Passage to read —
===

- Author: Kathy Keatley Garvey
More than than 3,200 insect scientists have already registered, according to the ESA's communications program manager, Richard Levine. It is expected to be one of the largest entomology meetings in recent memory.
"The Northwest, with its natural beauty and location at the edge of the Pacific rim, is an ideal place to reflect on our Entomology 2014 theme: Grand Challenges Beyond Our Horizons," said Zalom, in an ESA news release "This year, ESA will be launching an effort to identify the most important challenges to which our discipline can make significant contributions.
More than 90 symposia are planned and will cover such topics as bed bugs, honey bees, monarch butterflies, ticks, native pollinators, pesticide regulations, biological control, integrated pest management, genetically-modified crops, invasive species, forestry, entomophagy, organic farming, insect-vectored diseases, and more. In addition, there will be 1,750 papers and posters, Levine reports.
- Beyond Pesticides: The Conundrum of Bed Bugs
- Insects as Sustainable and Innovative Sources of Food and Feed Production
- Recovering Monarch Butterfly Populations in North America: A Looming Challenge for Science, the Public, Industry, and Legislators
- Classical Biological Control of the Brown Marmorated Stink Bug, Halyomorpha halys (Stål)
- Nutrition and the Health and Behavior of Wild and Managed Bees
- Contributions of Mosquito Research to Science & Society
- Entomological Comics and Their Importance in Education and Culture
- RNAi: Emerging Technology to Overcome Grand Challenges in Entomology
- IPM: An International Organic Farming Strategy on Invasive Insect Species
- New Frontiers in Honey Bee Health Economics: Incorporating Entomological Research and Knowledge into Economic Assessments
Among the scientists to be honored at the ESA meeting are three from UC Davis: Professor Diane Ullman and doctorate recipients Kelly Hamby (2014) and James F. Campbell (1999)
Ullman earlier was named the recipient of the outstanding teaching award from the Pacific Branch of ESA. Ullman chaired the UC Davis Department of Entomology in 2004-2005, and served as an associate dean for undergraduate academic programs, College of Agricultural and Environmental Sciences. from 2005 to 2014. (See more information.)

===

Work task 1 —
Can you output the part of the Entomology 2014 article starting at "Ullman earlier was" and ending at "(See more information.)", copied word for word?
Work task 2 —
How would you sum up the Entomology 2014 article in two sentences?

===

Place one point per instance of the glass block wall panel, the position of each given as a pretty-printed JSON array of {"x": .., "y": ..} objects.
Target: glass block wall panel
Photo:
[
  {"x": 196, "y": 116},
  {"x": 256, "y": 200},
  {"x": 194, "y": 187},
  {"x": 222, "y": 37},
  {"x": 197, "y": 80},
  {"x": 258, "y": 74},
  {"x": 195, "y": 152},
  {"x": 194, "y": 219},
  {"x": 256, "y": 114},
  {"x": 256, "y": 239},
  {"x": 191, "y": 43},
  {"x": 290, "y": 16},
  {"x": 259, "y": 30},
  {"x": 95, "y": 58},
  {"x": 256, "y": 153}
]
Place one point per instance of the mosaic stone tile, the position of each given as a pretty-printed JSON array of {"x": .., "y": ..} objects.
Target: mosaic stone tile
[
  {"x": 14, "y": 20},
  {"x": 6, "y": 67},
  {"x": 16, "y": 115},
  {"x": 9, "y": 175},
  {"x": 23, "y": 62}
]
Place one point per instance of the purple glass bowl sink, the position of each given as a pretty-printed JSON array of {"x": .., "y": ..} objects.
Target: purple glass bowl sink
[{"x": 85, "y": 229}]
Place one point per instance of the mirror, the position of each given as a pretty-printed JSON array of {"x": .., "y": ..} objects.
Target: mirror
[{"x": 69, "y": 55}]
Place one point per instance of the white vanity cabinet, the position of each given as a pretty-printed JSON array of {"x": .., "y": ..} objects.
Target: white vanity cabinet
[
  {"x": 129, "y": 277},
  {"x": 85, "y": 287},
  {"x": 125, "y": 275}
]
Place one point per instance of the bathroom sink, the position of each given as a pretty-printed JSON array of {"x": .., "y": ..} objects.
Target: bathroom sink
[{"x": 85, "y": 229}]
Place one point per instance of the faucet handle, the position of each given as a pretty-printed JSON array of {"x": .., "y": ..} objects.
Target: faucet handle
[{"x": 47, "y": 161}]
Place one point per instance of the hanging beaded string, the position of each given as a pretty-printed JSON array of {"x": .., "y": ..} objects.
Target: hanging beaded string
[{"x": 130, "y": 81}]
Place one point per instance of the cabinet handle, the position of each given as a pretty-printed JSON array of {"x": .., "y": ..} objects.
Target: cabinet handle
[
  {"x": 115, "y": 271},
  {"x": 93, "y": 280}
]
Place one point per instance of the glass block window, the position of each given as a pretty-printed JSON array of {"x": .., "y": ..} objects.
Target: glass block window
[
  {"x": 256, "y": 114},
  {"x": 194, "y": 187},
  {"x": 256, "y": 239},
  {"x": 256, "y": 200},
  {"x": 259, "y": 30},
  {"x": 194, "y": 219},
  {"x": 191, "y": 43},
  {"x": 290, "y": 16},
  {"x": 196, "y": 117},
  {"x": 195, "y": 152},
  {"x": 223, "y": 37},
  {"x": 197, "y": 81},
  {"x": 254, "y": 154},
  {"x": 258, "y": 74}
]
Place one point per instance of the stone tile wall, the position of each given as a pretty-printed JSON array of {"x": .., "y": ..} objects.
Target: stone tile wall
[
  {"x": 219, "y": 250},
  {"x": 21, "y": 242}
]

===

Task solution 1 —
Ullman earlier was named the recipient of the outstanding teaching award from the Pacific Branch of ESA. Ullman chaired the UC Davis Department of Entomology in 2004-2005, and served as an associate dean for undergraduate academic programs, College of Agricultural and Environmental Sciences. from 2005 to 2014. (See more information.)

Task solution 2 —
More than 3,200 insect scientists have registered for the ESA's Entomology 2014 meeting, which is expected to be one of the largest entomology meetings in recent memory and will feature more than 90 symposia and 1,750 papers and posters. Three of the scientists to be honored there are from UC Davis: Professor Diane Ullman and doctorate recipients Kelly Hamby and James F. Campbell.